(AUSGEWÄHLTER TEXT)
■ ■ ■ ■
Ich habe schon oft über das Thema geschrieben. Fakt ist: Die Mehrheit der unabhängigen Hotels in der Schweiz und in Deutschland hat keine Marke, keine klare Positionierung und folglich auch keine Preismacht. Zwei Drittel verkaufen sich primär über den Preis – ein ruinöses Geschäftsmodell, das direkt in die Abhängigkeit von OTAs wie Booking.com und in den schleichenden Ertragsverfall führt. Während globale Hotelkonzerne mit immer neuen Marken ihre Märkte segmentieren und dominieren, versagen viele Privathotels beim elementarsten Grundsatz des Unternehmertums: eine klare Antwort auf die Frage, wofür sie stehen.
Es ist brutal, aber wahr: Wer heute als Hotel keine Marke ist, ist überflüssig. Denn austauschbare Anbieter braucht der Markt nicht – und schon gar nicht zu einem Preis, der keine Investitionen in Qualität mehr erlaubt. Die Folge: Stillstand, Personalabbau, Substanzverzehr. Und genau das beobachten wir tagtäglich in hunderten Häusern zwischen Zürich, Luzern und Graubünden, zwischen Schwarzwald, Allgäu und Ostsee.
■ ■ ■ ■
(BEREITGESTELLTES MATERIAL)
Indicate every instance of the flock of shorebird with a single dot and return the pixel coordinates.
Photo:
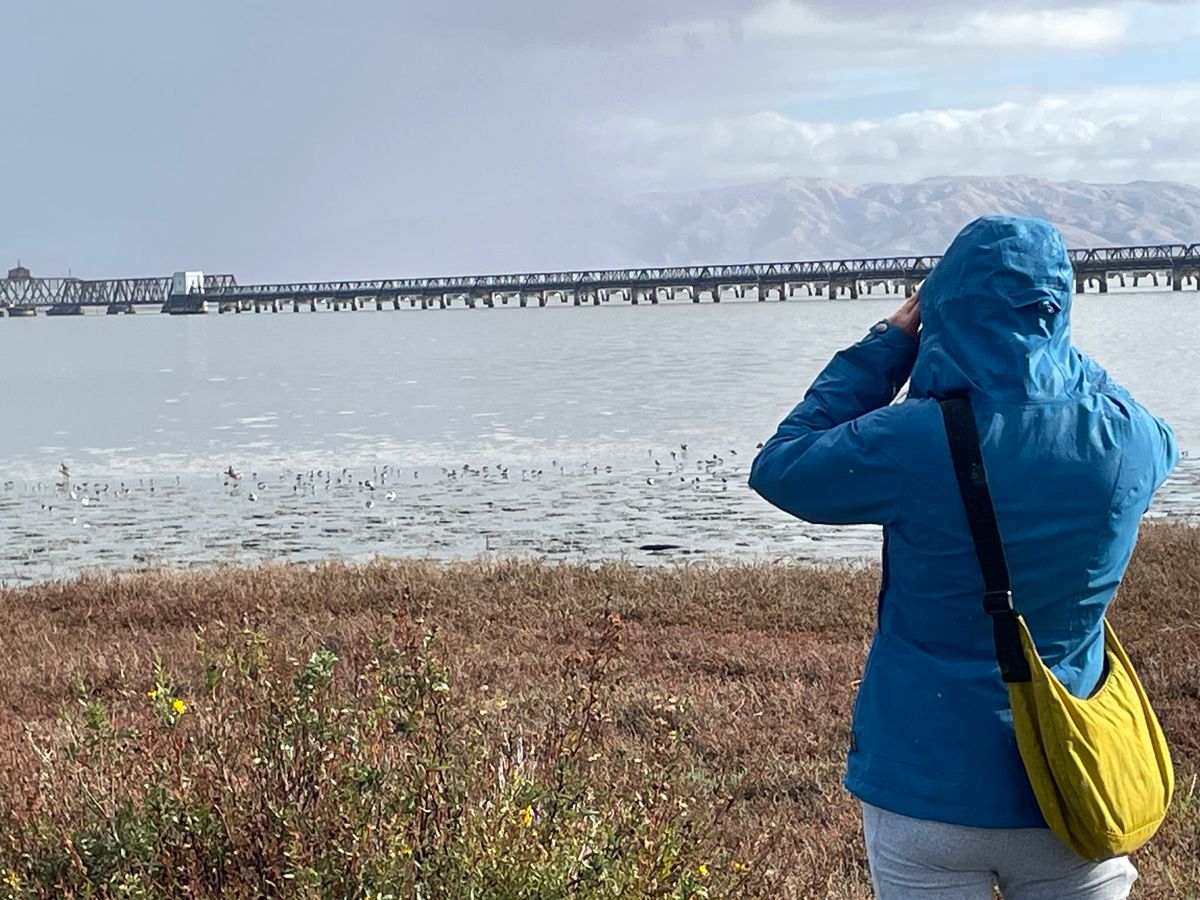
■ ■ ■ ■
(ZU ERSTELLEN)
Wiederhole bitte wörtlich die Stelle aus dem Text über Hotelmarken, die bei den Worten „Ich habe schon“ beginnt und nach den Worten „wofür sie stehen.“ endet. Das Material wird hier nicht gebraucht.

(ANTWORT ZUR ÜBUNG)
Ich habe schon oft über das Thema geschrieben. Fakt ist: Die Mehrheit der unabhängigen Hotels in der Schweiz und in Deutschland hat keine Marke, keine klare Positionierung und folglich auch keine Preismacht. Zwei Drittel verkaufen sich primär über den Preis – ein ruinöses Geschäftsmodell, das direkt in die Abhängigkeit von OTAs wie Booking.com und in den schleichenden Ertragsverfall führt. Während globale Hotelkonzerne mit immer neuen Marken ihre Märkte segmentieren und dominieren, versagen viele Privathotels beim elementarsten Grundsatz des Unternehmertums: eine klare Antwort auf die Frage, wofür sie stehen.